§ Your objective
Type out the passage of the tracker peer obfuscation text from "This extends the" up to and including "that tracker response.".

BEP:8
Title:Tracker Peer Obfuscation
Version: a6d4c7fcc6be11d0093b6b3b5687e3209e97c2cb
Last-Modified:Wed Apr 30 01:09:14 2008 +0000
Author: David Harrison <dave@bittorrent.com>, Anthony Ciani <tony@ciani.phy.uic.edu>, Arvid Norberg <arvid@bittorrent.com>, Greg Hazel <greg@bittorrent.com>
Status: Deferred
Type:Standards Track
Created:31-Jan-2008
Post-History:

This extends the tracker protocol to support simple obfuscation of the peers it returns, using the infohash as a shared secret between the peer and the tracker. The obfuscation does not provide any security against eavesdroppers that know the infohash of the torrent. The goal is to prevent internet service providers and other network administrators from blocking or disrupting bittorrent traffic connections that span between the receiver of a tracker response and any peer IP-port appearing in that tracker response.

The key words "MUST", "MUST NOT", "REQUIRED", "SHALL", "SHALL NOT", "SHOULD", "SHOULD NOT", "RECOMMENDED", "MAY", and "OPTIONAL" in this document are to be interpreted as described in IETF RFC 2119.

Announce

When using this extension, instead of passing the info_hash parameter to the tracker, a sha_ih is passed.

The value of sha_ih MUST be the info-hash of the torrent, with a second SHA-1 applied to it.

For example if a torrent has infohash with hex representation aaf4c61ddcc5e8a2dabedef3b482cd9aea9434d then its sha_ih is sha1(infohash)='6b4f89a54e2d27ecd7e8da5b4ab8fd9d1d8b119'.

The value MUST be url encoded, just like the info_hash. Thus the sha_ih above when url encoded becomes kO%89%A5N-%27%EC%D7%E8%DA%05%B4%AB%8F%D9%D1%D8%B1%19.

If the sha_ih is passed then the value for the port parameter should be treated as a 16 bit integer and MUST be obscured as described in the Obfuscation Method section. Similarly if the optional ip parameter is passed in the announce then its value MUST also be so obscured.

This extension does not change the semantics of any parameter passed in the peer's announce.

Announce Response

If the tracker supports this extension, the response should be exactly the same as if the info_hash had been passed, except that any field that contains peer information (such as peers, peers6 or any other field defined by another extension) MUST be obfuscated as described in the next section.

There are additional parameters the tracker may OPTIONALLY return. These are discussed in the optimizations section.

Obfuscation Method

The values for the ip and port announce parameters, the returned peer list and any other values that contain peer information are obscured using the method described in this section.

We distinguish between the tracker peer list and the returned peer list. The tracker peer list contains the ip-port pairs of all known peers in a given torrent, i.e., those peers that have reported to the tracker that they are transferring the file with a given infohash. The tracker may store this peer list however it wishes. The returned peer list contains a packed array of ip-port pairs conforming to the BitTorrent protocol specification. If the swarm is sufficiently large then the returned ip-port pairs constitute a subset of the ip-port pairs in the tracker peer list.

§ Material
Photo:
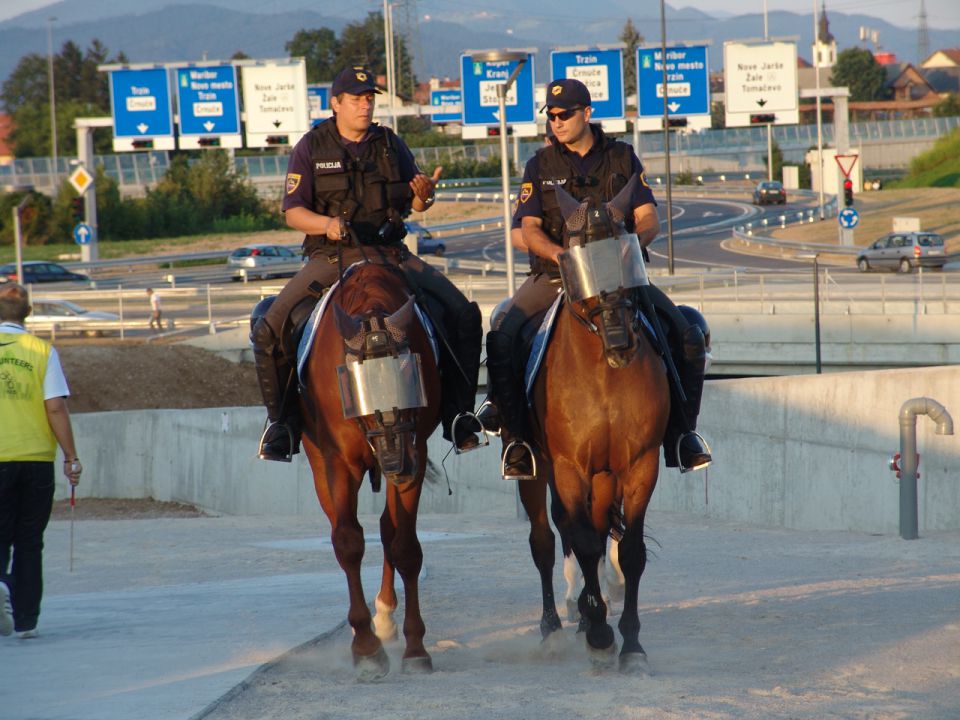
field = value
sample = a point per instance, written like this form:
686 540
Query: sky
941 14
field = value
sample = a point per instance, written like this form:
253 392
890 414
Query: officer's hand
424 187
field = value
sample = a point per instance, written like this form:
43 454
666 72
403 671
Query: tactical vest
368 192
606 179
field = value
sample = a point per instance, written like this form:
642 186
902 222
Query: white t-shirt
54 382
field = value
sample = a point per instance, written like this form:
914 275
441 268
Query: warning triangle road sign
846 163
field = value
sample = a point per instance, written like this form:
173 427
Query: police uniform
367 184
600 174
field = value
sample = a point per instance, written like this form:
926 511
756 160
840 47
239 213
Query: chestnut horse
600 408
373 316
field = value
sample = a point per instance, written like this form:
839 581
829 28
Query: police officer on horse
589 166
350 183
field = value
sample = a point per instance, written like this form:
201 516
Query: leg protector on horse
281 439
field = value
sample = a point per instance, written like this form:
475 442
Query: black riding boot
506 391
683 445
281 440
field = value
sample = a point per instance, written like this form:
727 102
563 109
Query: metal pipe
908 456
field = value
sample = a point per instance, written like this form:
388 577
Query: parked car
768 192
37 271
68 317
262 260
904 251
425 242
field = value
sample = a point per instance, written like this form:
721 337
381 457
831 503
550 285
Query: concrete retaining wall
806 452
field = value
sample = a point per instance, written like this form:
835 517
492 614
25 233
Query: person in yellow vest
34 420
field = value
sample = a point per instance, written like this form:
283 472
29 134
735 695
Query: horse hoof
370 668
417 666
634 664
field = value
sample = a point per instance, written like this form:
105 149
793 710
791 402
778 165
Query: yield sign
846 163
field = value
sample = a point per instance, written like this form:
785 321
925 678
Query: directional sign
318 98
142 116
760 79
848 218
446 106
275 103
209 105
82 234
688 86
601 71
479 81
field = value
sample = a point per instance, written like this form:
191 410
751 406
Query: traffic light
848 192
77 209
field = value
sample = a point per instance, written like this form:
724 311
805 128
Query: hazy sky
941 14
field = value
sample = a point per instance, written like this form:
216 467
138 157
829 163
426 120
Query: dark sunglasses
564 115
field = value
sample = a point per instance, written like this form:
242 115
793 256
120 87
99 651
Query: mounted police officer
588 165
350 183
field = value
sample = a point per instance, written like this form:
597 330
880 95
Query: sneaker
6 610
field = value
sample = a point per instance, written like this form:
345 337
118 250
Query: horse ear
401 319
619 208
348 326
574 212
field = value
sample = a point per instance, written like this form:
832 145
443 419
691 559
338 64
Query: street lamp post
502 90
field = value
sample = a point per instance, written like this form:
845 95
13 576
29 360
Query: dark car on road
769 192
37 271
904 251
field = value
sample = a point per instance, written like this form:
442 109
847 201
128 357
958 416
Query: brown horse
600 408
373 320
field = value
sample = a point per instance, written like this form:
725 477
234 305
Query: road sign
209 106
446 106
275 103
82 234
478 83
760 79
81 180
142 113
848 218
688 86
601 71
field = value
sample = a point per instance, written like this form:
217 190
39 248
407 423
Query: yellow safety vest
25 433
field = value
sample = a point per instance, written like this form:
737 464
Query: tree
632 39
857 69
320 48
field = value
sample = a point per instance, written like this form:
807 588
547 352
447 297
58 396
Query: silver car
262 260
904 251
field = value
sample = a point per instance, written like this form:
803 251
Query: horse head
601 269
381 384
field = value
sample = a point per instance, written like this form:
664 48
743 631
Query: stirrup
263 455
506 453
484 437
704 463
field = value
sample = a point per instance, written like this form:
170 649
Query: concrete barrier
805 452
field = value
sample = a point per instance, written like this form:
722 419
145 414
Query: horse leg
533 496
386 601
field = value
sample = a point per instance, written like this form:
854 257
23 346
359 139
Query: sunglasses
564 115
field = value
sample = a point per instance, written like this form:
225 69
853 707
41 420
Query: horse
600 407
373 344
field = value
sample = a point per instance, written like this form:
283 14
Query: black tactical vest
606 179
368 191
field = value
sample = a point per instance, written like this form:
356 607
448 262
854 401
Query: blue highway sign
140 101
848 218
479 81
446 106
208 100
688 81
601 71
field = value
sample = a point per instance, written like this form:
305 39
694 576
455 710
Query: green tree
320 48
857 69
630 37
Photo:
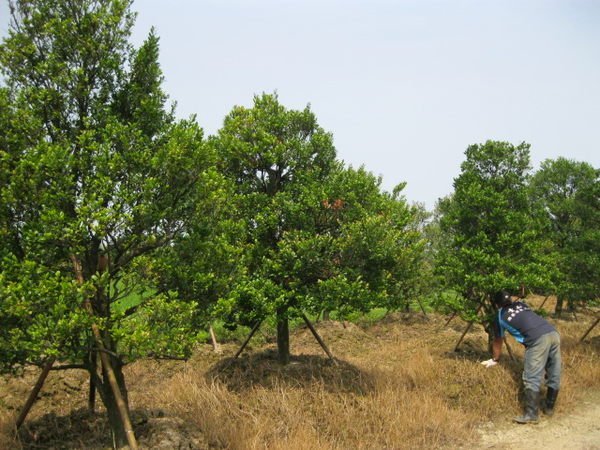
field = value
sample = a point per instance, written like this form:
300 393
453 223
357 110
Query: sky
404 86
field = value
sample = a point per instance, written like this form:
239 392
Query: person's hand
489 363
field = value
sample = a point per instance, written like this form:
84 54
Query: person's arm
497 348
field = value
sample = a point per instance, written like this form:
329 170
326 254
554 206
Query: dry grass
398 384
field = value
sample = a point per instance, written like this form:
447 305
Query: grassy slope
398 384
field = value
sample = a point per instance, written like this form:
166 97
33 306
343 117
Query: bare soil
351 404
577 430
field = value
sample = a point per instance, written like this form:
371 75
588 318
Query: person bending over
542 352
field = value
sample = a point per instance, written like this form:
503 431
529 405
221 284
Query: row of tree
105 194
506 227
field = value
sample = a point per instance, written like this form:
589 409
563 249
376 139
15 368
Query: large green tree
567 192
317 235
494 234
94 173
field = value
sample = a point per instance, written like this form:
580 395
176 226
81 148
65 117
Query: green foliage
162 328
495 238
568 193
316 235
95 173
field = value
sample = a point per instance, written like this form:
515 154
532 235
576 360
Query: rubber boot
532 400
548 406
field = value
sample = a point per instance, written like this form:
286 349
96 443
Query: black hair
502 298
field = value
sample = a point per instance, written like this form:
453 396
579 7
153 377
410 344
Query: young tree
567 192
317 235
95 173
494 234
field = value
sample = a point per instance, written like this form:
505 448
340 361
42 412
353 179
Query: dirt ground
578 430
60 418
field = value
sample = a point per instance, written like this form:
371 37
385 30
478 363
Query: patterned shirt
520 321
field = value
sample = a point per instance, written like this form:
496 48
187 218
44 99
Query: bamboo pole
241 349
467 329
318 338
213 338
589 329
34 392
112 379
510 353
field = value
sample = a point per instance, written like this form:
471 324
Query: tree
494 234
567 193
95 172
317 235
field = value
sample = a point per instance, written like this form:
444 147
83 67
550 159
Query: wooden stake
468 328
213 338
247 339
450 319
318 338
589 329
34 393
510 353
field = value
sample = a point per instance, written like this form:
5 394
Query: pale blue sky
404 86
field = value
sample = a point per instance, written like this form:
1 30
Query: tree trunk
213 339
559 306
117 426
283 336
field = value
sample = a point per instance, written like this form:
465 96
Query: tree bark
92 391
33 394
559 306
114 394
283 336
213 338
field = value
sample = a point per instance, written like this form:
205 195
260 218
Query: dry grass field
398 384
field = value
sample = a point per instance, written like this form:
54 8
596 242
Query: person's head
502 298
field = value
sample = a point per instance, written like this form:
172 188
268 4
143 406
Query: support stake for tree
318 338
34 393
213 338
589 329
468 328
510 353
450 319
241 349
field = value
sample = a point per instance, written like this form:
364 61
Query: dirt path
579 430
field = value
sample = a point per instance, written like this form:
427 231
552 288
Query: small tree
318 236
494 233
567 193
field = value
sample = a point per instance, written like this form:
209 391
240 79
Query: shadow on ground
262 369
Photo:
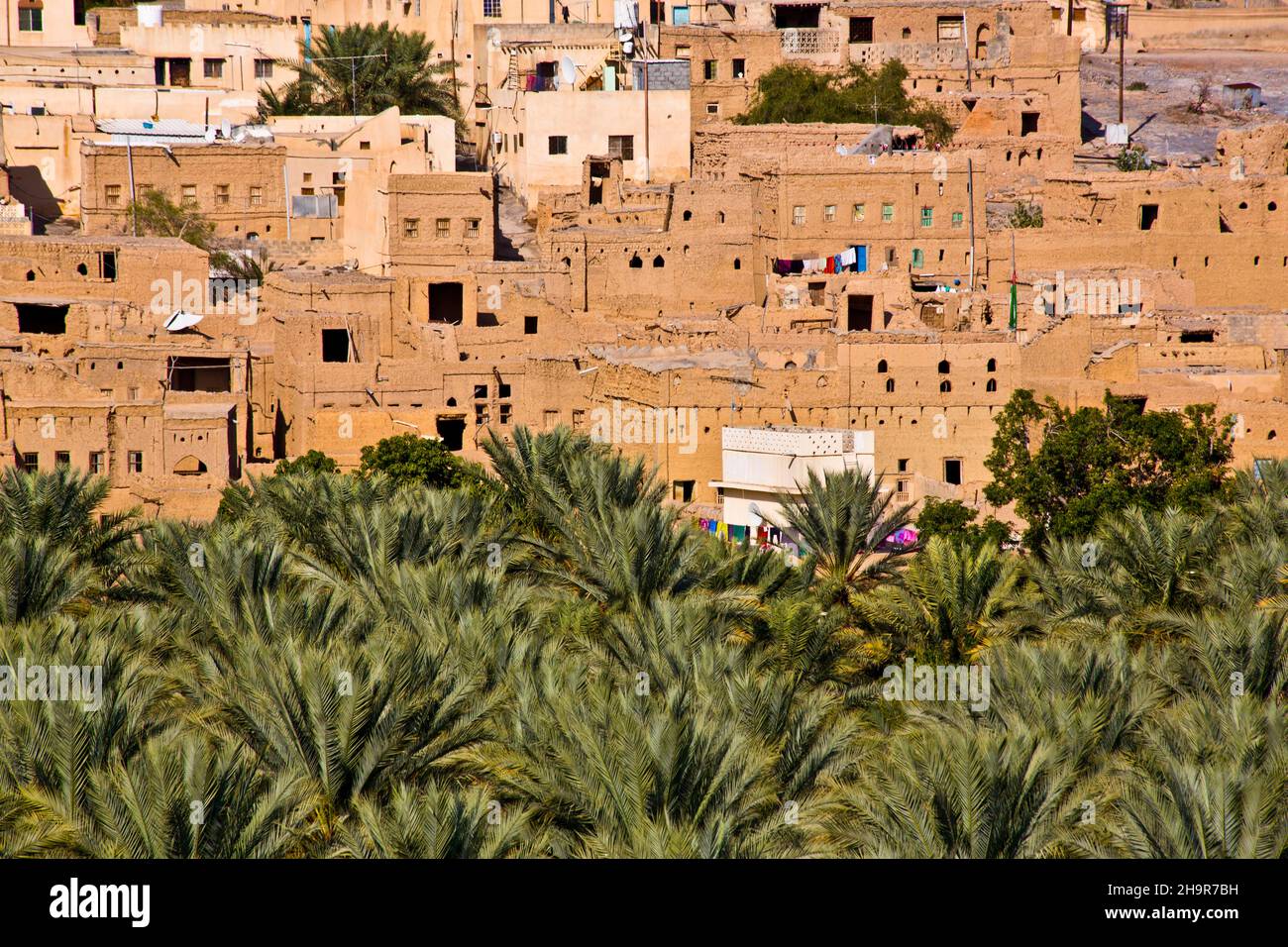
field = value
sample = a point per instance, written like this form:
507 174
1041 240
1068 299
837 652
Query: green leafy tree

§ Full response
This extends the tracker protocol to support simple obfuscation of the peers it returns, using the infohash as a shared secret between the peer and the tracker. The obfuscation does not provide any security against eavesdroppers that know the infohash of the torrent. The goal is to prevent internet service providers and other network administrators from blocking or disrupting bittorrent traffic connections that span between the receiver of a tracker response and any peer IP-port appearing in that tracker response.